Revise the records below by changing every "Show me the box" to "Point out its box", and keep everything else the same.

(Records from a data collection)

______

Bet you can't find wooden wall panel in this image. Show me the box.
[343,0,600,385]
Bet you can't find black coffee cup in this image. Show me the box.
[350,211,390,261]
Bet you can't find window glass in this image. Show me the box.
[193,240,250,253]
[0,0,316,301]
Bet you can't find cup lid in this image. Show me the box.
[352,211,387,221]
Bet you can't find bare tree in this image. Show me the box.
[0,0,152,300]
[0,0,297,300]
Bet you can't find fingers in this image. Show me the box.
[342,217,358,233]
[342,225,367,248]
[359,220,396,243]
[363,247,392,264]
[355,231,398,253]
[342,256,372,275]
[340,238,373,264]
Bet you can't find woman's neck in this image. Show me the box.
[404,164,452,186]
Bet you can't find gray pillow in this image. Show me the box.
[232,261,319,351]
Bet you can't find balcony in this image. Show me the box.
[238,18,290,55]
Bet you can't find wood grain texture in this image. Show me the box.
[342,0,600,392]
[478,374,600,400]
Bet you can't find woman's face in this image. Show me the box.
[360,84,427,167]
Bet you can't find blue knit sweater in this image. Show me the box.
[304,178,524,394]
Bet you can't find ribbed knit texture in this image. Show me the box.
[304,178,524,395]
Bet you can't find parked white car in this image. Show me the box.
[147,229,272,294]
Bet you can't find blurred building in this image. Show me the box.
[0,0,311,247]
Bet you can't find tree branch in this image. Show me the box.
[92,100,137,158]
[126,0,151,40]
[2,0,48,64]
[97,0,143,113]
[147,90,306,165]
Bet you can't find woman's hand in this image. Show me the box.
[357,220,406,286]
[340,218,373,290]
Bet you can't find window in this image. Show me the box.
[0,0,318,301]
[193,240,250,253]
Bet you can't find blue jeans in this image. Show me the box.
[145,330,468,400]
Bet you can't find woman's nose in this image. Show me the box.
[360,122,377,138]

______

• Complete response
Bet you can't find wooden wall panel in this image. Point out its box.
[343,0,600,385]
Bet you can't find black coffee cup in this image. Point out its box.
[350,211,390,261]
Bet you can't find window glass in this image. Point out its box.
[193,240,250,253]
[0,0,316,301]
Bet you can't find cup lid in this image. Point out its box.
[352,211,387,221]
Bet you can't find bare tree in this image. Point out its box.
[0,0,152,300]
[0,0,297,300]
Bet you can't find fingers in this image. Point out its box.
[342,217,358,233]
[342,225,367,248]
[359,220,396,243]
[363,247,392,264]
[355,231,398,253]
[342,256,372,275]
[340,238,373,264]
Bet you can't find woman's neck in this image. Point out its box.
[404,164,452,186]
Bet you can't find gray pillow in this image. Point out its box.
[232,261,319,351]
Bet you can't find balcony in this image. Point out its box.
[238,18,290,55]
Bet you can't find wood grain texture in this image. Point out its box.
[342,0,600,392]
[478,374,600,400]
Bet you can't find woman's face in this image. Point out its box.
[360,84,427,167]
Bet you can't find blue knit sweater in this image. Point out its box.
[304,178,524,394]
Bet you can't find ribbed knit texture in this image. Point out its box.
[304,178,524,395]
Bet you can't find parked white car in this image. Point out its box.
[147,229,272,294]
Bet you can't find blurred building in this image. Point out its box.
[0,0,311,247]
Bet you can't find tree branch in this image. Point out its box.
[92,100,137,158]
[126,0,151,40]
[2,0,48,64]
[97,0,143,113]
[147,90,306,165]
Bet you can't find woman's hand in this image. Point out its box.
[357,220,406,286]
[340,218,373,290]
Bet you can't find window in this image. Point out its box.
[0,0,318,301]
[193,240,250,253]
Bet you can't find blue jeans in this image. Point out its box.
[145,330,468,400]
Bet you can't find woman's nose in this image. Point out its box.
[360,122,377,138]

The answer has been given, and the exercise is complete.